╭─ Texto fornecido

A FÁBRICA DE NADA | DIA 25 OUT | IPDJ | 21H30



FÁBRICA DE NADA
 Pedro Pinho
Portugal, 2017, 177’, M/14


NOTA DE INTENÇÕES
Os últimos anos que vivemos em Portugal e na Europa, trouxeram a impressão de vivermos um período de redefinição brutal da forma como nos acostumámos a olhar para o mundo. Em muitos momentos a ausência de perspectivas e de discursos válidos sobre o momento presente trouxeram-nos um sentimento de impotência.
A FÁBRICA DE NADA pretende partir daí. A falência de uma Fábrica de elevadores (como tantas outras que fecham todos os meses nas periferias industriais de Lisboa) serve de microcosmos e parábola para explorar dramaticamente as texturas e consequências desse sentimento de impotência que atravessou a grande maioria das pessoas durante este período das nossas vidas.
Sob o signo da falência, as personagens tentam manter-se de pé e procurar os caminhos da reconfiguração da sua vida. Conduzidos por uma urgência e uma pulsão de vida qualquer que ainda lhes resta, ao verem colapsar o seu trabalho e todas as instituições que julgavam sólidas vêm-se empurrados a embarcar – com relutância e medo – numa experiência inesperada, numa aventura colectiva.

╰─
╭─ Material fornecido

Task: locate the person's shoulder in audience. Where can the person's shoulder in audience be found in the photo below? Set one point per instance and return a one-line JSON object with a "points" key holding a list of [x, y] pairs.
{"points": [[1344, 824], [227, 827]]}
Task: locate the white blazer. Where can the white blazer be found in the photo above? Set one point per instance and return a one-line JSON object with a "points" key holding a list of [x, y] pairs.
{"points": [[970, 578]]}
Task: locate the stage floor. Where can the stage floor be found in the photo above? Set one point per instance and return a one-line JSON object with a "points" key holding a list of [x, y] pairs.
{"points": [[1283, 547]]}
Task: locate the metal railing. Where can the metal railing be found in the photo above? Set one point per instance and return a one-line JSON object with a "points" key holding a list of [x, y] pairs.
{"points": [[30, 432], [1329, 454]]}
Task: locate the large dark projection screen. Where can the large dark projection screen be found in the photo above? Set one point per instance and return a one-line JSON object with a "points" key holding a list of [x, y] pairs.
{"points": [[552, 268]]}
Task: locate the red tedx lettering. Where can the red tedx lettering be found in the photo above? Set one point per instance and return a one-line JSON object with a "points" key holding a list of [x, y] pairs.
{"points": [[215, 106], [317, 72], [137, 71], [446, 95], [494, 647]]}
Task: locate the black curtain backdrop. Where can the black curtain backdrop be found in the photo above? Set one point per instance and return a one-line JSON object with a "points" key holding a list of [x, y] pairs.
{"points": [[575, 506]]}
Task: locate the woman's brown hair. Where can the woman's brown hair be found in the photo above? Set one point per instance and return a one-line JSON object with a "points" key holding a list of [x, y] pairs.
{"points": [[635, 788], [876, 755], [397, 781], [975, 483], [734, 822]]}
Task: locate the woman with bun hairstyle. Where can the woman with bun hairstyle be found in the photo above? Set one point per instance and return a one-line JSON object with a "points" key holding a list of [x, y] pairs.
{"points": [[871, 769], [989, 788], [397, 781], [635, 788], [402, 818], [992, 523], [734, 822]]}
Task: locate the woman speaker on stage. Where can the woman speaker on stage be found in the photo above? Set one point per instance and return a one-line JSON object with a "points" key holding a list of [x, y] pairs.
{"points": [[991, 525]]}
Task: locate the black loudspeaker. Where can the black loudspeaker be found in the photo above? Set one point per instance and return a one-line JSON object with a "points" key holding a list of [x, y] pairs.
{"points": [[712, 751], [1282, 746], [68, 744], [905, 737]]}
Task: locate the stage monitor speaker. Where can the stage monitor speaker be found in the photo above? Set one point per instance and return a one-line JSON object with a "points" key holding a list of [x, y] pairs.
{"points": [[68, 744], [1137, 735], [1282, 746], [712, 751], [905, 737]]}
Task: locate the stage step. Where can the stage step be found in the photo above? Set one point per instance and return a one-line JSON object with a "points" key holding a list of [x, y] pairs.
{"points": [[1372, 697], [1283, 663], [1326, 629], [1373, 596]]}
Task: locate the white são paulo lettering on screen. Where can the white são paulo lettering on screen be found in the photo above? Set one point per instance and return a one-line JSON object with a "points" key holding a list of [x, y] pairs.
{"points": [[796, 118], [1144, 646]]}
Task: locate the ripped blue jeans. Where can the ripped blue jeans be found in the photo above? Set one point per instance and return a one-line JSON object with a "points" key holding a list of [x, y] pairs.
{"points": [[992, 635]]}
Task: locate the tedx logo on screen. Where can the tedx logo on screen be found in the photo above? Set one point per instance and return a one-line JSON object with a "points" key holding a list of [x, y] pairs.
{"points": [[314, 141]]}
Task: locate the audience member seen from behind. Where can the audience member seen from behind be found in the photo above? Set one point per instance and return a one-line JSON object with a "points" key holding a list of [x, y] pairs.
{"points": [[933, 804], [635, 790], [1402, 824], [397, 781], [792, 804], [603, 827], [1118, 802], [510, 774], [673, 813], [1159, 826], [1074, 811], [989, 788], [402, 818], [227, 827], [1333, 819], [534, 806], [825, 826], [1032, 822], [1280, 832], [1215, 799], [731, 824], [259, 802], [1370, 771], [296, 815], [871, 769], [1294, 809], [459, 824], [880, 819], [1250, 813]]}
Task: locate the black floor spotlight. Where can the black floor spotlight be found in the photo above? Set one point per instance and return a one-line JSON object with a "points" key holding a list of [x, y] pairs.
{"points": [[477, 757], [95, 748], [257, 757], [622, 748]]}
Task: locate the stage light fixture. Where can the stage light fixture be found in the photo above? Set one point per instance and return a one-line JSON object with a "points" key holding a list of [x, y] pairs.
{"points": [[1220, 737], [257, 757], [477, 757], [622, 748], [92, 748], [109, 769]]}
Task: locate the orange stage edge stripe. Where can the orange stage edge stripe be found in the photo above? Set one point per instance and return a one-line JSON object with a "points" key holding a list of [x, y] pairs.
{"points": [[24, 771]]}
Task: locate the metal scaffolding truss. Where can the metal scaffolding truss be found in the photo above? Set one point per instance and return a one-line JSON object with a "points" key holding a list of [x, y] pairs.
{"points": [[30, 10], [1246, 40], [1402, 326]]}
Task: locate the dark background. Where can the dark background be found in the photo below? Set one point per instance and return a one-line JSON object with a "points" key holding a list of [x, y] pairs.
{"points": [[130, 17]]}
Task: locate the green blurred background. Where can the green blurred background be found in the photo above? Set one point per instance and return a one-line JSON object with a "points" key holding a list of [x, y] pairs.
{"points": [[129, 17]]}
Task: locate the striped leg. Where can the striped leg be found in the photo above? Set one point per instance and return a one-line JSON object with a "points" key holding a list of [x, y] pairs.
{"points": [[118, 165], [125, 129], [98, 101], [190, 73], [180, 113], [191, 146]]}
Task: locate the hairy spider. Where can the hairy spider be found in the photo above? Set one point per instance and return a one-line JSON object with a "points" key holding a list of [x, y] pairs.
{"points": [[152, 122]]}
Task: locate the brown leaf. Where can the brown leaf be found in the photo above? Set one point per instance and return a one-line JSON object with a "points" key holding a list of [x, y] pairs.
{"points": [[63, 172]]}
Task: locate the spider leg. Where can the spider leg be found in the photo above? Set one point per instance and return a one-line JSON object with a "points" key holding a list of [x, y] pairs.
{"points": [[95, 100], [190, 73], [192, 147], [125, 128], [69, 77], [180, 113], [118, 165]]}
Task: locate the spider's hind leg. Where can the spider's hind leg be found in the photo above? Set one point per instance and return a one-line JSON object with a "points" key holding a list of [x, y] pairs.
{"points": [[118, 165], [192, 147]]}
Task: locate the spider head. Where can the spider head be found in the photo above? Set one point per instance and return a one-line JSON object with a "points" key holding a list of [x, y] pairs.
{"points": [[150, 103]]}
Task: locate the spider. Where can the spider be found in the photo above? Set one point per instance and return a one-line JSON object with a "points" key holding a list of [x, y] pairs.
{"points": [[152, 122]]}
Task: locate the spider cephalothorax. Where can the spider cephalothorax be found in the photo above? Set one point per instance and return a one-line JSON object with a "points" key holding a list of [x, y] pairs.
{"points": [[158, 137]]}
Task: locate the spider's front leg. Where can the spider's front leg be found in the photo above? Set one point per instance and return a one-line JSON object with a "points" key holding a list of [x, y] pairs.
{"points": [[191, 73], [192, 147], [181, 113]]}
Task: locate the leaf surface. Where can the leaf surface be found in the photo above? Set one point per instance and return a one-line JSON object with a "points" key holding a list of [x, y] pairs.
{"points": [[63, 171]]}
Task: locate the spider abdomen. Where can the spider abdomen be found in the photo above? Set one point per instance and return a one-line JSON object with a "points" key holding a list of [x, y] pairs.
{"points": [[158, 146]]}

╰─

No texto sobre A Fábrica de Nada, liste todos os dados do filme que aparecem na linha logo abaixo do nome Pedro Pinho.

- Portugal
- 2017
- 177’
- M/14